Dataset records:
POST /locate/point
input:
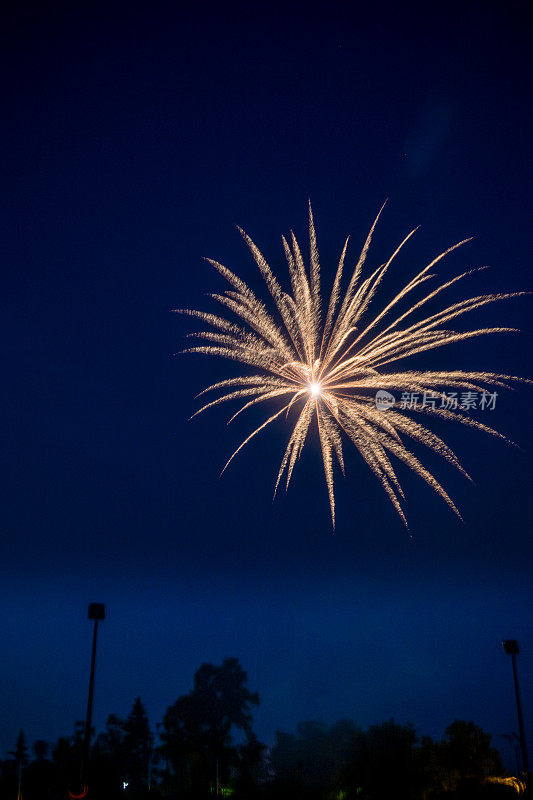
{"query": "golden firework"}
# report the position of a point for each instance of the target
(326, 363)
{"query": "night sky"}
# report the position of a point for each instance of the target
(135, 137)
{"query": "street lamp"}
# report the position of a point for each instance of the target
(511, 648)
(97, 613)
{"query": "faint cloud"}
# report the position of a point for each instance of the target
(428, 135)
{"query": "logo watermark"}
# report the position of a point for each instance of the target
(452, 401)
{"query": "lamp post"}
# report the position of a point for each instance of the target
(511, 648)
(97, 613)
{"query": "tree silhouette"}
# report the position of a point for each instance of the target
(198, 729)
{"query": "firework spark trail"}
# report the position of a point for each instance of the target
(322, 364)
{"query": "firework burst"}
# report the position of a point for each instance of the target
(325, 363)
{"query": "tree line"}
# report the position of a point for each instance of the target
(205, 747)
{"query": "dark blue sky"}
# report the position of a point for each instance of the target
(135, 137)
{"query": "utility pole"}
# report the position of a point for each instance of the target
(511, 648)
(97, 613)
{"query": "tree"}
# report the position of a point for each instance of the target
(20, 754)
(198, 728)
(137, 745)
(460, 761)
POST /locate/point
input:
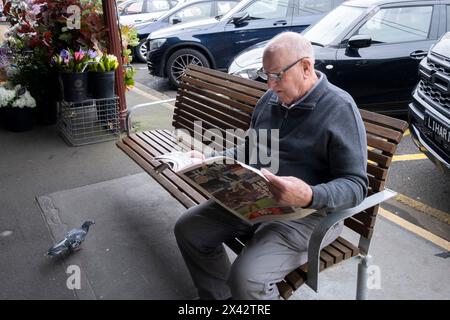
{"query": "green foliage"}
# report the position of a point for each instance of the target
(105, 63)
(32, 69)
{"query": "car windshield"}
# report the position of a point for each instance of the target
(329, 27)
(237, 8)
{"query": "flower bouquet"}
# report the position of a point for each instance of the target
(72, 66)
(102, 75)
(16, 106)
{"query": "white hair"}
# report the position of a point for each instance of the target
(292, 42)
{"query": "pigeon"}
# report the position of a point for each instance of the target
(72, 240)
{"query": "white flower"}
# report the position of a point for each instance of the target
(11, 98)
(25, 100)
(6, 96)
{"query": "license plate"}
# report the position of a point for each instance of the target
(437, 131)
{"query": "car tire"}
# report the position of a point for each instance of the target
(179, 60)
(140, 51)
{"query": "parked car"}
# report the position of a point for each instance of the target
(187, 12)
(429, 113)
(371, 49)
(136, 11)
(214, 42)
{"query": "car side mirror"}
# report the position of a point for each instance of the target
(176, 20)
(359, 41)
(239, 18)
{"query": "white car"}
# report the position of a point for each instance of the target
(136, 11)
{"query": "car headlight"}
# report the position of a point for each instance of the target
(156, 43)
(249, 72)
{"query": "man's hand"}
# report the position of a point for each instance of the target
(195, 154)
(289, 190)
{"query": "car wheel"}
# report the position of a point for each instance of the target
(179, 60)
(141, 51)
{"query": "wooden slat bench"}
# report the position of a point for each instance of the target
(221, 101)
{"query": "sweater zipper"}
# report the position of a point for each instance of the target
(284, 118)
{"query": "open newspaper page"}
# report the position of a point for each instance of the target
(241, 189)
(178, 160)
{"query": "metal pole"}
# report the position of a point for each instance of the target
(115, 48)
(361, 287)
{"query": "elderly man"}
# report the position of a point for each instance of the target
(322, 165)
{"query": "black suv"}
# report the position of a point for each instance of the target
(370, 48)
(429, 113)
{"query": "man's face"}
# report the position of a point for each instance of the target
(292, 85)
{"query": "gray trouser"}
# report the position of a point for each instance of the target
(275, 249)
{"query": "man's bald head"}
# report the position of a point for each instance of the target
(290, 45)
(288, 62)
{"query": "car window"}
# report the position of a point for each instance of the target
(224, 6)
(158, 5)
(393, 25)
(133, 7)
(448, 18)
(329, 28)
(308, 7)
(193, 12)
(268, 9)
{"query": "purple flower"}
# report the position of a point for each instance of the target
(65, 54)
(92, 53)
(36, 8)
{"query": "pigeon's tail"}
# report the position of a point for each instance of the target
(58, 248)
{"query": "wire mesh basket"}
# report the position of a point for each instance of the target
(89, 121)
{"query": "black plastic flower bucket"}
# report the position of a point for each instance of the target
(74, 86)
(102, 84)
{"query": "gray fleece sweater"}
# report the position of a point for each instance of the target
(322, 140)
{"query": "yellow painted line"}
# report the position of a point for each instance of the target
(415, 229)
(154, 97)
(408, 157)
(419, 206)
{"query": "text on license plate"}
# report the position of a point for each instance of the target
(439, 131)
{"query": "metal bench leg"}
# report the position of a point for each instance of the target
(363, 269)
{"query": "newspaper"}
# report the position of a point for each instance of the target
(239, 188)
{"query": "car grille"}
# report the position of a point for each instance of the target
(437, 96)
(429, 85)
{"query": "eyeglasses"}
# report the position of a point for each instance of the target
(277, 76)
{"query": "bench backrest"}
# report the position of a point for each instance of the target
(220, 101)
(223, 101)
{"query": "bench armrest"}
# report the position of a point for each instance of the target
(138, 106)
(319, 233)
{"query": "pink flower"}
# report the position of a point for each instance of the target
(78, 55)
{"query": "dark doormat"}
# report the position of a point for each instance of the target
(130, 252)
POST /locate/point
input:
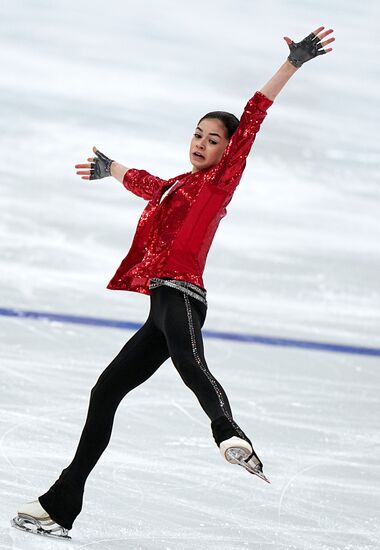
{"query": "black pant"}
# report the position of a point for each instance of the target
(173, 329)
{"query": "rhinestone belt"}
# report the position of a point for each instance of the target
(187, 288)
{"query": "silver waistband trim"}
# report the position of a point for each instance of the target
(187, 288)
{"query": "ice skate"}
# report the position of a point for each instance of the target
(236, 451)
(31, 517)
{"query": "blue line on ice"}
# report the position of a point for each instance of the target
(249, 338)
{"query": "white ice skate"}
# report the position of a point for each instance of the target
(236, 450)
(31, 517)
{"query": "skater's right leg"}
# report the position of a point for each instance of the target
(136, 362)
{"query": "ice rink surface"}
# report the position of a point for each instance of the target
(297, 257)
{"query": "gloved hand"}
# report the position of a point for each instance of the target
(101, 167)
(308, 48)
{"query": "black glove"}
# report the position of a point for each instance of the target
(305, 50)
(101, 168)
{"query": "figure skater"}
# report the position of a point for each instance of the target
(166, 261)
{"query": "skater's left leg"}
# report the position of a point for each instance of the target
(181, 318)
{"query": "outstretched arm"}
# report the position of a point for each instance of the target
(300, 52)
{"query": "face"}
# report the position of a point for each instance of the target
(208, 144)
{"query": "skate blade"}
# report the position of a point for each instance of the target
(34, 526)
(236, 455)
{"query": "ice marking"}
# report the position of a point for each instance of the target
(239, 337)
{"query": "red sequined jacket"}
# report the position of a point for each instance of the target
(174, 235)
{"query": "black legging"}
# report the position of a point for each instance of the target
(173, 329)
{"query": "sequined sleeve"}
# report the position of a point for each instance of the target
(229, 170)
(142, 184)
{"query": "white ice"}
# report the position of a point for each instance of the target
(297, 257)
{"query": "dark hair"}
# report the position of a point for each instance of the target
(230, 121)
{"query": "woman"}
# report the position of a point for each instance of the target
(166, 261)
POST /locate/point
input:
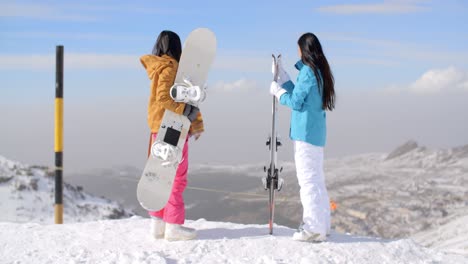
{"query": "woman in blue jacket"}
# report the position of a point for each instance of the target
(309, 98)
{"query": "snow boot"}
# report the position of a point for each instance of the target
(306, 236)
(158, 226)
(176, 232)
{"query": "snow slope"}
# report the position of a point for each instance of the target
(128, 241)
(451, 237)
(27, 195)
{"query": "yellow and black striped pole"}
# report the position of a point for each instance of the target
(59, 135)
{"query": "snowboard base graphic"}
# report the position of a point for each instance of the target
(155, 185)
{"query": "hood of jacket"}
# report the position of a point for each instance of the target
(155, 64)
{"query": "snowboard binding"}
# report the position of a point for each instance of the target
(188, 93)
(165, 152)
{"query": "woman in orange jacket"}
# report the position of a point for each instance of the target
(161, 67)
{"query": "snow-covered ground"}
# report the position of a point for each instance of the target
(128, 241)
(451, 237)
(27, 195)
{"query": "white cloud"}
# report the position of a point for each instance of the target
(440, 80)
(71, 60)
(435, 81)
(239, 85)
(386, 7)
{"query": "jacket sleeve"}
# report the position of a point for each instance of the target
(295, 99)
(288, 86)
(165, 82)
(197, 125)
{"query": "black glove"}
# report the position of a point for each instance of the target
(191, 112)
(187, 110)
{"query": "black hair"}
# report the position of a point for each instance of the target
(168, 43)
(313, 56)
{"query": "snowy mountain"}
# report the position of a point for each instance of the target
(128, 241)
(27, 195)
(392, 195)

...

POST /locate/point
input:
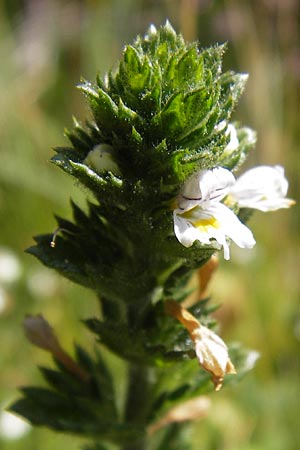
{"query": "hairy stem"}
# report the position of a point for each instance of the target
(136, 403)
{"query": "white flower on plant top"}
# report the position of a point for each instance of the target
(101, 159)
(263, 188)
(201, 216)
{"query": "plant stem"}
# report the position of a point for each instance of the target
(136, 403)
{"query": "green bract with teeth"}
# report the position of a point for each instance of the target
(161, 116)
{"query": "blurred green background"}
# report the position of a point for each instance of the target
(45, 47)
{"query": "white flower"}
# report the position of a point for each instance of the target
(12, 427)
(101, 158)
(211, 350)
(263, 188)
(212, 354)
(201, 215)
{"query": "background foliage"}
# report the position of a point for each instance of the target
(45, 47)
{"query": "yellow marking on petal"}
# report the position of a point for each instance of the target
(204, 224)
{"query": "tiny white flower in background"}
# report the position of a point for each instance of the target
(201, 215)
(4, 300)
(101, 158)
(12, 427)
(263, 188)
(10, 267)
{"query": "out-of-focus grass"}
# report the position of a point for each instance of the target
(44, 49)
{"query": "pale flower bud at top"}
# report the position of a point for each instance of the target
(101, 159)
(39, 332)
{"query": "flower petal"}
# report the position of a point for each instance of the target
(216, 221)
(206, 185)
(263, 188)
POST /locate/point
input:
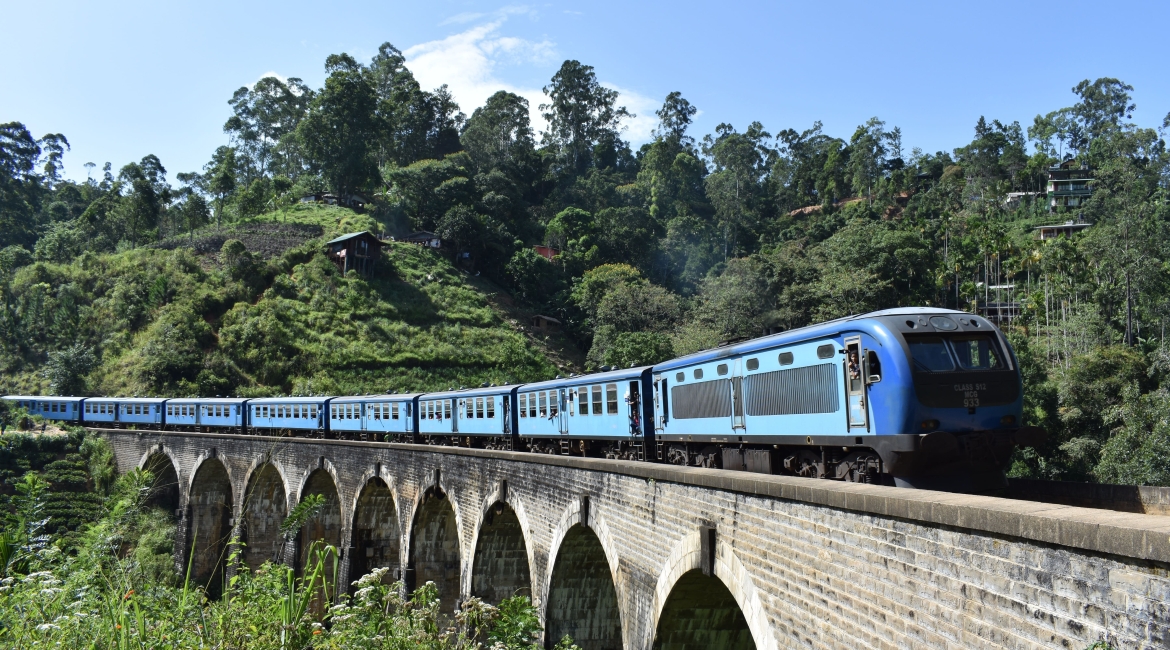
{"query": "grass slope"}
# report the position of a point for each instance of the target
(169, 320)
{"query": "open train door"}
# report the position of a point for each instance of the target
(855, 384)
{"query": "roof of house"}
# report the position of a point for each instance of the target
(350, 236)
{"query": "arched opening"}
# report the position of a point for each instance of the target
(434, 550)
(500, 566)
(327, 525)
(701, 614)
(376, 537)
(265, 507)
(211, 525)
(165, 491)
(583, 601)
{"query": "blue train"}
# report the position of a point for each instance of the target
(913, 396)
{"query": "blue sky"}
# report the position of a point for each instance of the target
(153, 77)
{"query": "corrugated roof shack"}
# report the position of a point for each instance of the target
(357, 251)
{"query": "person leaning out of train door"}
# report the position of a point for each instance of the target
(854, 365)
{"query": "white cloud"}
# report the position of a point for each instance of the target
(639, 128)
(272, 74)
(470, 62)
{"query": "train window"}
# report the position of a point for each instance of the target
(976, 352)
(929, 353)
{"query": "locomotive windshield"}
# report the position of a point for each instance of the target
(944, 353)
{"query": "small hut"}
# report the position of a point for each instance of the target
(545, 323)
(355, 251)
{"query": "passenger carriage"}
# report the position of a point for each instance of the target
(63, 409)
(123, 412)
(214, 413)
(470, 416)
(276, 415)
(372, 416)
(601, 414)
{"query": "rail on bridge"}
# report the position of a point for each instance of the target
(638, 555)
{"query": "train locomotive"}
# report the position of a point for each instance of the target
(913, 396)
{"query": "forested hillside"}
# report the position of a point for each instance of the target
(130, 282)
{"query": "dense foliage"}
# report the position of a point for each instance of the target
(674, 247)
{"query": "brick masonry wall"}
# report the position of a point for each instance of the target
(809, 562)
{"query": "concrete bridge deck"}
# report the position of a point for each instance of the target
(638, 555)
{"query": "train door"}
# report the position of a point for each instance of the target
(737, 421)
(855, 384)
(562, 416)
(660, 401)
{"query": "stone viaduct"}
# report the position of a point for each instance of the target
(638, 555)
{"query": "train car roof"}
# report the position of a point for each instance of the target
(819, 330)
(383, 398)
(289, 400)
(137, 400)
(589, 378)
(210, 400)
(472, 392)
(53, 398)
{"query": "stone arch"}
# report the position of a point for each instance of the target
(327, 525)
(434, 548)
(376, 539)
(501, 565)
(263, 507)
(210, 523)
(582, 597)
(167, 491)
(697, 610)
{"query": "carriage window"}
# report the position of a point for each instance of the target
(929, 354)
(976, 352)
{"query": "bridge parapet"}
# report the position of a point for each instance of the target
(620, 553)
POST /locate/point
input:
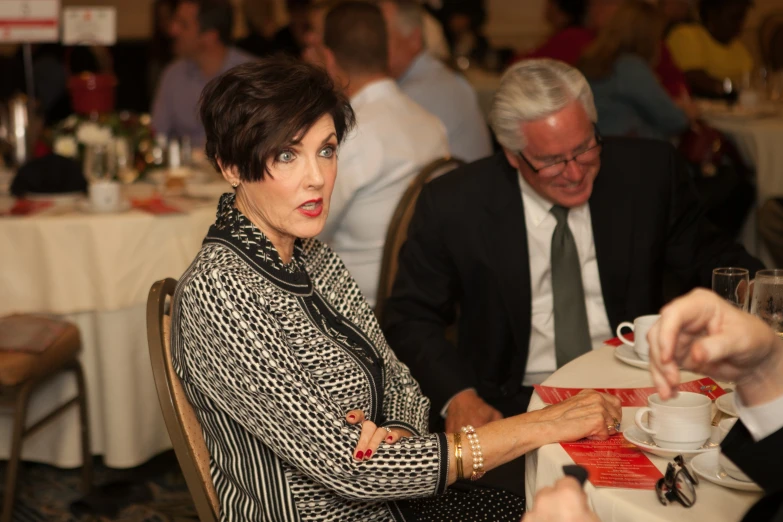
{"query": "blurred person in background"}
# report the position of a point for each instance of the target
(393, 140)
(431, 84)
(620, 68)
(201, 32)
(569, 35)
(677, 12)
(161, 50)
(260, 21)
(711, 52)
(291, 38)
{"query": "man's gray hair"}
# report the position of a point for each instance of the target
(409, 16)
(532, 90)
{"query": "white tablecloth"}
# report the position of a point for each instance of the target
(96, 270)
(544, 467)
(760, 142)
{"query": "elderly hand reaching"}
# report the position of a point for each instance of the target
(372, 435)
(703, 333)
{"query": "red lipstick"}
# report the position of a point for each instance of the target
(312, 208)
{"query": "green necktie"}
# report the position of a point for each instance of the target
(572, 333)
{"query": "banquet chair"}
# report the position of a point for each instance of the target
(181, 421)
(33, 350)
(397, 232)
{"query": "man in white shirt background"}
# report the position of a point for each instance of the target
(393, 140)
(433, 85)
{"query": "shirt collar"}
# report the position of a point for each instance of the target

▶ **Problem**:
Report every line of the dataset records that contains the string "pole", and copy each such line in full.

▶ **Problem solution**:
{"query": "utility pole"}
{"query": "metal pole"}
{"query": "yellow and black striped pole"}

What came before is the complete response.